**Your objective**. If any record holds an image, omit the image and print the rest exactly.

------------------------------------------------------------

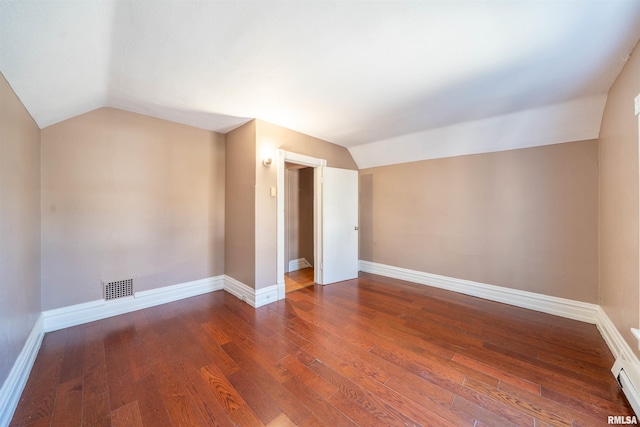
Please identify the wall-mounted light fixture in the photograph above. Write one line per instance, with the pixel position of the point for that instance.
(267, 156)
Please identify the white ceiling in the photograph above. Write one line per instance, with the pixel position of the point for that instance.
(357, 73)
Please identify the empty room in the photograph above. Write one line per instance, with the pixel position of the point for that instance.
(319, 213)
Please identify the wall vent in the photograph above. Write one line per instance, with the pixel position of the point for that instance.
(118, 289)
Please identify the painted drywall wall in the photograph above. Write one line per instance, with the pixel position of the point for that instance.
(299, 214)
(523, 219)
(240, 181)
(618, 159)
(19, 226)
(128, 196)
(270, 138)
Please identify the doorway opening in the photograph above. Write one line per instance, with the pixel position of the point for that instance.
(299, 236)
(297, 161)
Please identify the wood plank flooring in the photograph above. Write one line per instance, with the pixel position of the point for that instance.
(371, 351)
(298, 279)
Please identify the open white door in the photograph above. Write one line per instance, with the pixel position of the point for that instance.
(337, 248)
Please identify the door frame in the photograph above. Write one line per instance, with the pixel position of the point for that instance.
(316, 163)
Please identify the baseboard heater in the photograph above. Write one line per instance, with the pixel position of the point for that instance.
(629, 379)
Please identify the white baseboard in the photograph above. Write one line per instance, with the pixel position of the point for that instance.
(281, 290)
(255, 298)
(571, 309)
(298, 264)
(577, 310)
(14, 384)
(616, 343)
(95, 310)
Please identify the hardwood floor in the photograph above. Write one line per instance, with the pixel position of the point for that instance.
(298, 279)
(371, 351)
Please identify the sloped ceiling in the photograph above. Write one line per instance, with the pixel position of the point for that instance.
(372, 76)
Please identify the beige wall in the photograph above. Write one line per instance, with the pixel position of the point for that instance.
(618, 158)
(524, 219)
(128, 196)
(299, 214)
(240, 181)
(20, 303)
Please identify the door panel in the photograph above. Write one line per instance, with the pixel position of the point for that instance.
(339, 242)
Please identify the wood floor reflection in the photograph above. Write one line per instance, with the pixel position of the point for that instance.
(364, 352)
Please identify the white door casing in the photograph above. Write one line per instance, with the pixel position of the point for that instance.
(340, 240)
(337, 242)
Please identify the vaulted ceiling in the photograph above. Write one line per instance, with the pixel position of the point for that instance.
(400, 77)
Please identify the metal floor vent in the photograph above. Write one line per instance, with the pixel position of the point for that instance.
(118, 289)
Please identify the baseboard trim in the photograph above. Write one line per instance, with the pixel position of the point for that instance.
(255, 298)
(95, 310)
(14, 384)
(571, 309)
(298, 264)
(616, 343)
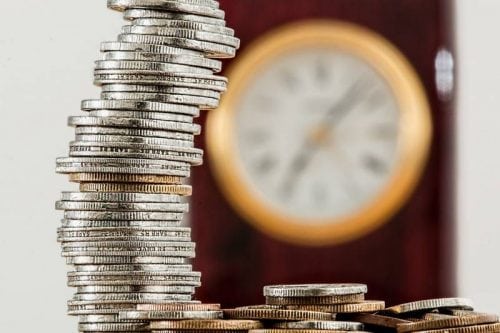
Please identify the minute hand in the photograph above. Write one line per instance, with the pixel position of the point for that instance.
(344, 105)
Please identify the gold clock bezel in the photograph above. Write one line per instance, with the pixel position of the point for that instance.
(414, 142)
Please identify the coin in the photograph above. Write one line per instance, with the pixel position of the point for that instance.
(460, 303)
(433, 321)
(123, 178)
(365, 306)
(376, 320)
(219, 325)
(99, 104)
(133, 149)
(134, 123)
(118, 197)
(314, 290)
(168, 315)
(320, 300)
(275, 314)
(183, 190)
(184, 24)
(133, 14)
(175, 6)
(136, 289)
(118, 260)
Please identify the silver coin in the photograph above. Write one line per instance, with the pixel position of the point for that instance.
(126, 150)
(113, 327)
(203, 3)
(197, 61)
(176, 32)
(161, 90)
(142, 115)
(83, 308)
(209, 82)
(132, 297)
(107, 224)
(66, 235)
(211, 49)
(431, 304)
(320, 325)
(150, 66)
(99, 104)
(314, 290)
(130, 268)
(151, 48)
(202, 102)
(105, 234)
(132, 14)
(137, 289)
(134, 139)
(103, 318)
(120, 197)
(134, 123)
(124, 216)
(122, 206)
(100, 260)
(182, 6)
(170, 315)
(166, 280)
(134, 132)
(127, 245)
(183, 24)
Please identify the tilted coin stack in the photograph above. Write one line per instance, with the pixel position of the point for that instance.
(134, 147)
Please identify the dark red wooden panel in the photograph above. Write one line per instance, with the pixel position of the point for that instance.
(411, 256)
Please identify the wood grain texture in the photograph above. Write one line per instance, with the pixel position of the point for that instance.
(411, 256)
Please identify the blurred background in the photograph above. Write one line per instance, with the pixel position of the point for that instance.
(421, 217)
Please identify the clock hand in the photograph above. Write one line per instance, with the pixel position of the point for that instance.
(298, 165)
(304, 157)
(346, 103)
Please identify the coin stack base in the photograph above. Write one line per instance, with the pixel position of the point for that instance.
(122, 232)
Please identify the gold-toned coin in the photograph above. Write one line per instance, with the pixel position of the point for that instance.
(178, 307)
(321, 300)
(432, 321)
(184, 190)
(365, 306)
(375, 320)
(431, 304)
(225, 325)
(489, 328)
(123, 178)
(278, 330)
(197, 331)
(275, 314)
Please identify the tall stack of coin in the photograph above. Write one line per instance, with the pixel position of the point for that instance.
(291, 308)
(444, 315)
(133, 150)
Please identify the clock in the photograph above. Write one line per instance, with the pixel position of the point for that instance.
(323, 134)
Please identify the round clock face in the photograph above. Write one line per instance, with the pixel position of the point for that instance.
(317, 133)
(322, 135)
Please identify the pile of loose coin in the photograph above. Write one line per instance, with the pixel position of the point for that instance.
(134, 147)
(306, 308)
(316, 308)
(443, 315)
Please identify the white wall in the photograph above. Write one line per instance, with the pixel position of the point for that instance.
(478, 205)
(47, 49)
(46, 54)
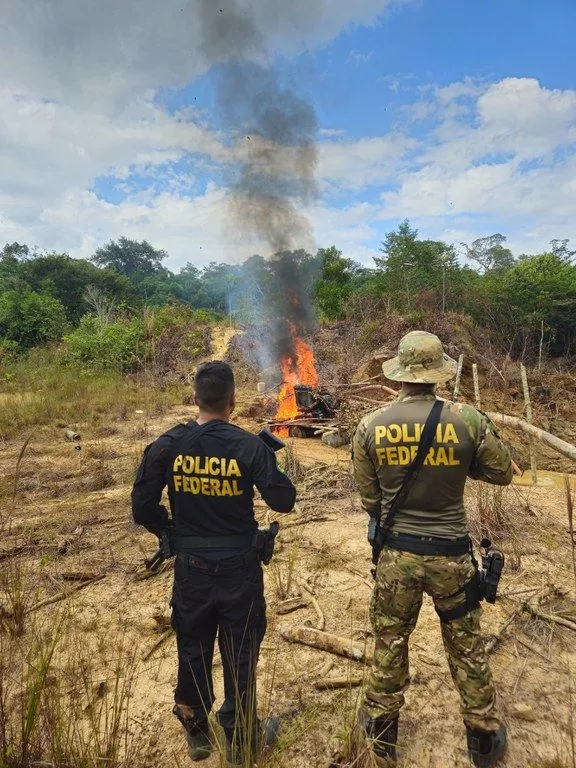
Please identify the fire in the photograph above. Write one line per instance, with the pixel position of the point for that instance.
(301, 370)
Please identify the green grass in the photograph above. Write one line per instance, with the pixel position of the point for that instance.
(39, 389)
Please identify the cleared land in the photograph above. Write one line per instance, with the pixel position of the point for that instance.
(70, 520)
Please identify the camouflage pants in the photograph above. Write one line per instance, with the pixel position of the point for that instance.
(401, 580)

------------------------------------------------------------

**Expected answer**.
Please identify the wall-mounted light fixture in the photograph above. Write one line per instance, with the pixel position of the point for that instance.
(267, 156)
Please identify the white ceiling in the photograph above. Write one line per instance, with the pixel position of the point for that instance.
(357, 73)
Please identify the empty room in the photograph above. Write one line per instance, with the pixel position of the point for that instance.
(319, 213)
Please identify the wall vent in the photograph above. Write one line per instance, with the pixel position of the point for that instance.
(118, 289)
Please identify the painted drywall wall in the photograph above. Write one line per instance, with the pixel position of the point for that instance.
(299, 214)
(523, 219)
(240, 181)
(618, 159)
(19, 226)
(128, 196)
(270, 138)
Please identify the doorway opening in the photograph above. Write one line per instance, with the pixel position of the point for that instance.
(299, 236)
(297, 161)
Please identify the wood plank flooring in the photograph above. Write one line per instance, with the pixel position of the point for that instance.
(371, 351)
(298, 279)
Please identify the open white door in the photograph above. Write one line per instance, with the pixel position of the point for that instance.
(337, 248)
Please identify the door frame in the photograph above. Write one line per instance, with the pixel position of the point for that instance.
(316, 163)
Please identify the baseboard heater in the photograph above. Write one line per instance, with the pixel position of the point for that instance.
(629, 379)
Please identify the white baseboard in the photograph above. Write one line per instance, with the pixel position of the point for that instance.
(281, 290)
(255, 298)
(571, 309)
(298, 264)
(577, 310)
(14, 384)
(616, 343)
(95, 310)
Please identify the hardwood floor in the photograph above. Write one line per instance, with the pixel position of the point for that instance.
(298, 279)
(371, 351)
Please identify the sloped ceiling in the photograph above. Write one line per instance, with the pixel position of the point for that instance.
(372, 76)
Please identify the beige wall in the photograph above. Write one line per instance, with the pixel position of the point for that instance.
(618, 158)
(524, 219)
(128, 196)
(299, 214)
(240, 181)
(20, 303)
Please identify the door panel in the photograph above. Write one line per instance, with the pixel position of the point for that instance.
(339, 242)
Please identify the wood floor reflection in the photograph above. Write one line per instance, with the pixel position of the point for that instance.
(364, 352)
Please identify the white door casing in the photograph above. Write one line per instance, with the pixel position of the point for that instance.
(340, 240)
(337, 242)
Please identify the vaulted ceiling in the photograph above. Write one line per instance, with the pixel position of the point for that instance.
(400, 77)
Please identify the metal floor vent in the photograph above. Write one line per instance, with the pixel position of the point for that instance.
(118, 289)
Please identify the baseboard trim in the photograph above. Write one line per instance, with the pixel position of the point for that instance.
(255, 298)
(95, 310)
(14, 384)
(571, 309)
(298, 264)
(616, 343)
Please identify the minute hand in the photograph above. Write one line per instance, with the pixel position of the point for that instance.
(344, 105)
Please identify the gold clock bezel in the photograph above. Write one line per instance, with the pixel position of the point for that instance.
(414, 142)
Please identify the coin in the photograph above. Write one line per instance, with the pixel position of the point for that instance.
(460, 303)
(433, 321)
(123, 178)
(365, 306)
(376, 320)
(219, 325)
(99, 104)
(133, 149)
(134, 123)
(118, 197)
(314, 290)
(168, 315)
(320, 300)
(275, 314)
(183, 190)
(184, 24)
(133, 14)
(175, 6)
(136, 289)
(118, 260)
Please identify the silver coin in the photograph above. Write one line per instance, with the pixel position of the point for that instance.
(126, 150)
(113, 327)
(203, 3)
(197, 61)
(176, 32)
(161, 90)
(142, 115)
(83, 308)
(209, 82)
(132, 297)
(107, 224)
(66, 235)
(211, 49)
(431, 304)
(320, 325)
(150, 66)
(99, 104)
(314, 290)
(130, 268)
(151, 48)
(202, 102)
(105, 234)
(132, 14)
(137, 289)
(134, 139)
(103, 318)
(120, 197)
(134, 123)
(124, 216)
(122, 206)
(100, 260)
(182, 6)
(170, 315)
(166, 280)
(134, 132)
(127, 245)
(183, 24)
Please identify the tilted coin stack in the photograph above. Write one line per instance, with the pixel position of the point for that instance.
(134, 147)
Please identify the dark red wooden panel in the photograph above. Write one line per instance, with the pixel position of the point for that instance.
(411, 256)
Please identify the wood grain texture in the photograph above. Write one line per instance, with the pixel position of the point for that instance.
(411, 256)
Please identify the blurred background in the photograph above. Write one line per instance, with the pixel position of the point for that instance.
(421, 217)
Please identify the clock hand in the photograph above. Write one line per instance, with the pixel position of the point for that instance.
(298, 165)
(304, 157)
(346, 103)
Please identify the coin stack base in the photograph above. Write one line per instance, with the pixel position of the point for that instance.
(122, 232)
Please identify the gold-toned coin in the photograph above. Write one line per instance, with the pixel position of the point for that instance.
(178, 307)
(321, 300)
(432, 321)
(184, 190)
(365, 306)
(375, 320)
(431, 304)
(225, 325)
(489, 328)
(123, 178)
(278, 330)
(197, 331)
(275, 314)
Please identify the tall stack of coin in the photograph above. Write one line per instance, with the pixel position of the point for that instance.
(291, 308)
(444, 315)
(133, 150)
Please identify the clock in the photograph above. Write one line per instance, with the pixel position of the point for that instance.
(323, 134)
Please identify the round clock face in the photograph above. Write one line per instance, with the pixel position of the point for that instance.
(317, 133)
(322, 135)
Please identify the pile of loose coin in the photograph above. Write one line per instance, with the pixel position of the point for that instance.
(134, 147)
(306, 308)
(316, 308)
(443, 315)
Please identify the white wall in the photograph above. Write one line per instance, with the pixel position of the point for that instance.
(478, 205)
(47, 49)
(46, 54)
Please identify the fire in the photograph above. Write one line per instance, with the pixel position of the point for that instance.
(301, 370)
Please identify the green grass in the photograph above. Write one line per instance, with the pixel position of the point for that instance.
(39, 389)
Please identify the cleared land in the photograph above. Write one line per instance, with the pixel position of the point for that instance.
(70, 520)
Please identify the camouflage pants in the photograph above. Write one line per instance, with the pixel position of the point for that instance.
(401, 580)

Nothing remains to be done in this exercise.